The records follow. Print, word for word, the first line through the "407V367L342 351L308 352L287" line.

*** Provided material ***

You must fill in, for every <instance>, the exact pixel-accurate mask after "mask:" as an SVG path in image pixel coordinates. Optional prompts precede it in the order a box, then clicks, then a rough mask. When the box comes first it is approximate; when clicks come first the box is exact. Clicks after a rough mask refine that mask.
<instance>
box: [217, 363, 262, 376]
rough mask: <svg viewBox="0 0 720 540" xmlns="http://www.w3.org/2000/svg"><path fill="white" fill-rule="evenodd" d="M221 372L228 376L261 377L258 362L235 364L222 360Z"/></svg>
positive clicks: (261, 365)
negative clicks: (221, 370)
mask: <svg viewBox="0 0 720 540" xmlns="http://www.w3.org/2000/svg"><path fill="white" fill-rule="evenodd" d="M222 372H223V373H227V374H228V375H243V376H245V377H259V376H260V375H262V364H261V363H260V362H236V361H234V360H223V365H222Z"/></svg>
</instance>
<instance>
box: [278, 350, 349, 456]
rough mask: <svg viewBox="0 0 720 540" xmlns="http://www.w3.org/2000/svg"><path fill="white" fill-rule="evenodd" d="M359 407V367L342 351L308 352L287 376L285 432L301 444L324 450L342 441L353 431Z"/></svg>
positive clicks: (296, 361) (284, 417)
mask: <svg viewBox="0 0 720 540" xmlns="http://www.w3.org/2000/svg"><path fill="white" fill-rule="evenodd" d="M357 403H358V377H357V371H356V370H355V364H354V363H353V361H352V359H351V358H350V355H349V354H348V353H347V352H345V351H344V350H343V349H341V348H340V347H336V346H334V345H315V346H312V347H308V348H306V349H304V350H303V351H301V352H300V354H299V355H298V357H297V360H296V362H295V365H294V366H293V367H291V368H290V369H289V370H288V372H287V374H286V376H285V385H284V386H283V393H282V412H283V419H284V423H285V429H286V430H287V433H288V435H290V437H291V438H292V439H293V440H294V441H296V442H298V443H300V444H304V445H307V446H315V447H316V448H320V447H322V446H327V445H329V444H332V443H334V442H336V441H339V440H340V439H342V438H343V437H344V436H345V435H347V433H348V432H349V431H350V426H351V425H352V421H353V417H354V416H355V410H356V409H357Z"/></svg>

***

Problem solution =
You must fill in, for every <instance>, the exact pixel-accurate mask after "mask:" as an SVG path in image pixel coordinates. Optional prompts precede it in the order a box, then clicks, then a rough mask. When the box comes first it is approximate; when clicks come first the box is exact. Clicks after a rough mask refine that mask.
<instance>
box: [217, 363, 262, 376]
rough mask: <svg viewBox="0 0 720 540" xmlns="http://www.w3.org/2000/svg"><path fill="white" fill-rule="evenodd" d="M221 372L228 376L261 377L258 362L235 364L222 360Z"/></svg>
positive clicks: (261, 365)
negative clicks: (221, 370)
mask: <svg viewBox="0 0 720 540" xmlns="http://www.w3.org/2000/svg"><path fill="white" fill-rule="evenodd" d="M222 372H223V373H227V374H228V375H243V376H245V377H259V376H260V375H262V364H261V363H260V362H236V361H234V360H223V365H222Z"/></svg>
</instance>
<instance>
box: [278, 350, 349, 456]
rough mask: <svg viewBox="0 0 720 540" xmlns="http://www.w3.org/2000/svg"><path fill="white" fill-rule="evenodd" d="M359 407V367L342 351L308 352L287 376L285 432L301 444L324 450L342 441L353 431Z"/></svg>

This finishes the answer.